What to do
In the page about processing data with SQL and a local database, retype the stretch from "Processing data using" through "of the wiki." word for word.

Skip to content

Processing data using SQL and local database

Antoni Ivanov edited this page Sep 24, 2021 · 7 revisions

Overview

In this example we will use the Versatile Data Kit to develop a processing Data Job. This job will read data from a local SQLite database, process it and write the result to the same database.

Before you continue, make sure you are familiar with the Getting Started section of the wiki.

Code

The relevant Data Job code is available here.

You can follow along and run this example Data Job on your machine to get first-hand experience working with Data Jobs; alternatively, you can use the available code as a template and extend it to make a Data Job that fits your use case more closely.

Database

We will be using the chinook SQLite database. It is available here. Users of Unix-based operating systems can download it using the following commands, provided you have the curl and unzip tools installed:

curl https://www.sqlitetutorial.net/wp-content/uploads/2018/03/chinook.zip >> chinook.zip
unzip chinook.zip
rm -r chinook.zip

You should now find a chinook.db file in the same directory that you downloaded the original zip file in.

Alternatively, Windows users can download the zip file through the provided link, and extract it in a convenient location.

NB: After downloading and extracting the chinook.db file, place it in your local directory (the Data Job parent directory), as otherwise the sqlite3 module will create a new file named chinook.db and display an error stating that it cannot find the necessary table in it.

Configuration

You can install Versatile Data Kit and the plugins required for this example by running the following commands from a terminal:

pip install quickstart-vdk

Note that Versatile Data Kit requires Python 3.7+. See the Installation page for more details.

Source material
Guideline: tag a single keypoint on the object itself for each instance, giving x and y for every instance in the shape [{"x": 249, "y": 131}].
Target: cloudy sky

Complete output
Processing data using SQL and local database

Antoni Ivanov edited this page Sep 24, 2021 · 7 revisions

Overview

In this example we will use the Versatile Data Kit to develop a processing Data Job. This job will read data from a local SQLite database, process it and write the result to the same database.

Before you continue, make sure you are familiar with the Getting Started section of the wiki.